[start of Selected text]

Well the trek 6300 is mine, all mine. Won the auction on Ebay. Now just to arrange delivery


----------



## mrmacmusic (15 Dec 2011)

Moby Jones said:


> Well the trek 6300 is mine, all mine. Won the auction on Ebay. Now just to arrange delivery


So YOU won it... I was keeping my eye on that one hoping for a bargain


----------



## Moby Jones (16 Dec 2011)

mrmacmusic said:


> So YOU won it... I was keeping my eye on that one hoping for a bargain


 
Sorry mate, i hopefully will get it tomorrow. I will post some pics once i get some time.


----------



## mrmacmusic (16 Dec 2011)

Moby Jones said:


> Sorry mate, i hopefully will get it tomorrow. I will post some pics once i get some time.

[end of Selected text]
[start of Stored records]

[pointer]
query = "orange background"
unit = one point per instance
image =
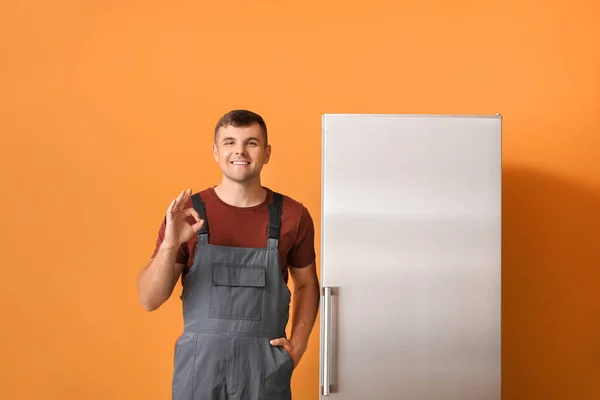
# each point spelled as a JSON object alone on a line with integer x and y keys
{"x": 107, "y": 110}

[end of Stored records]

# To-do list
[a] In the forum thread about the Trek 6300, how did Moby Jones get the bike?
[b] Carry on the forum thread about the Trek 6300 from the point where it stops.

# Answers for this exercise
[a] By winning the auction on Ebay.

[b]
No worries – I didn't enter the bidding frenzy, but it caught my eye with no bids as £200. Hopefully it arrives safe and sound 

I'm still watching a few 6500's with disc brakes (my 2006 didn't have them) as well as a Rockhopper or two, and there's also a Gary Fisher Marlin which looks intriguing (very similar bike but a 29er)... My best bet however might be a local pickup Trek 4500, but either way, I'm hoping to get sorted this weekend!


----------



## Moby Jones (20 Dec 2011)

Got my new Bike on Monday, took me a while to get everything assembled. 
I am going to hopefully take the bike into work tomorrow, one final commute before i knock off for the holidays....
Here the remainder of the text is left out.